▶ Excerpted passage:
■ ■ ■ ■

Greater Manchester mayor to pursue legal action over exam grading system
As pressure mounts on the government to resolve the exam grades crisis, Greater Manchester mayor Andy Burnham has made public his intent to write to exam watchdog Ofqual and pursue legal action over the algorithm system which has calculated this year’s A-Level results.
Burnham said he had already taken legal advice and “expects to be writing to Ofqual” later on Monday to begin legal proceedings.
Burnham labelled the algorithm system, which has come under widespread criticism, as “deeply flawed”.
The system, tasked with awarding grades after the Covid-19 pandemic saw exams cancelled, has seen 280,000 A-Level results in England downgraded from teachers’ predicted grades, equating to almost 40 per cent of total entries.
In Wales, 42 per cent of A-Level results were lowered from teachers’ estimates.
The downgrading of results in England since sparked protests in London over the weekend with hundreds of students taking part in demonstrations.
Following A-Level results day last Thursday, Burnham has today tweeted: "So it looks like the Government ARE digging in and standing by their deeply flawed system.

■ ■ ■ ■

▶ The data:
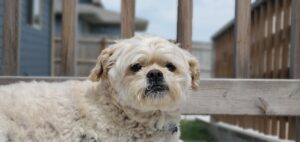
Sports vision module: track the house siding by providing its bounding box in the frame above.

■ ■ ■ ■

▶ Exercise instructions:
From the article on the exam grading dispute, what are the answers to these questions?
(a) Which exam watchdog does Burnham expect to write to?
(b) What percentage of A-Level results in Wales were lowered from teachers' estimates?
(c) In which city did students protest over the weekend?

▶ Task result:
(a) Ofqual
(b) 42 per cent
(c) London